— Text to read —
....
EU E-Invoicing Rules 2026: What Small Businesses Must Know
Electronic invoicing is no longer a forward-looking idea in the European Union — it is law. Across the continent, governments are rolling out mandatory e-invoicing requirements for business-to-business transactions, and 2026 marks the year when most EU member states either enforce existing mandates or activate new ones. If you run a small business, freelance operation, or consultancy anywhere in Europe, this directly affects you.
The EU e-invoicing mandate 2026 is not about convenience. It is a regulatory obligation backed by financial penalties. Businesses that fail to comply risk fines, rejected invoices, and disrupted cash flow. This guide explains exactly what e-invoicing means, which countries are enforcing it and when, and the practical steps you need to take to stay compliant.
What Is E-Invoicing?
E-invoicing — short for electronic invoicing — refers to invoices that are created, transmitted, and received in a structured digital format that can be automatically processed by accounting software without manual data entry.
This is the critical distinction: a PDF sent by email is not an e-invoice. A PDF is an image of an invoice. It cannot be automatically parsed, validated, or reported to tax authorities. An e-invoice is structured data — typically in XML or UBL format — that machines can read and process natively.
There is one important nuance. Hybrid formats like Factur-X (used in France) and ZUGFeRD (used in Germany) embed structured XML data inside a PDF file. These are considered compliant e-invoicing formats because they contain the machine-readable data that tax authorities require, while also providing a human-readable PDF layer. If your country accepts Factur-X or ZUGFeRD, a properly generated hybrid PDF can satisfy the mandate.
What E-Invoicing Is NOT
- Scanning a paper invoice and emailing the scan
- Sending a PDF invoice as an email attachment (unless it is a hybrid format with embedded structured data)
- Using an online invoicing tool that only produces visual PDFs
- Sharing invoice data through unstructured emails or messaging
Why the EU Is Mandating E-Invoicing
The push toward mandatory electronic invoicing across the EU comes down to four interconnected goals.
Closing the VAT Gap
The European Commission estimates the EU VAT gap — the difference between expected VAT revenue and actual VAT collected — at approximately €61 billion per year. E-invoicing creates a digital trail for every transaction, making it significantly harder to underreport sales or fabricate deductions. Italy, the first EU country to mandate B2B e-invoicing in 2019, saw a measurable reduction in its VAT gap within the first two years.
Reducing Tax Fraud
Structured e-invoices can be validated in real time against national tax databases. This makes carousel fraud (a common VAT fraud scheme involving fake cross-border transactions) far more difficult to execute. Several countries now require that invoices pass through a government-operated platform before reaching the buyer.
Improving Efficiency
E-invoicing eliminates manual data entry, reduces errors, and speeds up payment cycles. The European Commission estimates that widespread e-invoicing adoption could save European businesses €64.5 billion annually in processing costs.
Enabling Real-Time Reporting
Many EU countries are implementing continuous transaction controls (CTC), where invoice data is reported to tax authorities at the time of issuance — not months later during a VAT return. E-invoicing is the technical foundation that makes real-time reporting possible.
....
— Source data —
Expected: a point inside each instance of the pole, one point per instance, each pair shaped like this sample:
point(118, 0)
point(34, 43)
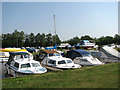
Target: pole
....
— Exercise prompt —
Output everything from "The EU e-invoicing" down to "What Is E-Invoicing?" in the e-invoicing guide above, copied word for word.

— Finished answer —
The EU e-invoicing mandate 2026 is not about convenience. It is a regulatory obligation backed by financial penalties. Businesses that fail to comply risk fines, rejected invoices, and disrupted cash flow. This guide explains exactly what e-invoicing means, which countries are enforcing it and when, and the practical steps you need to take to stay compliant.
What Is E-Invoicing?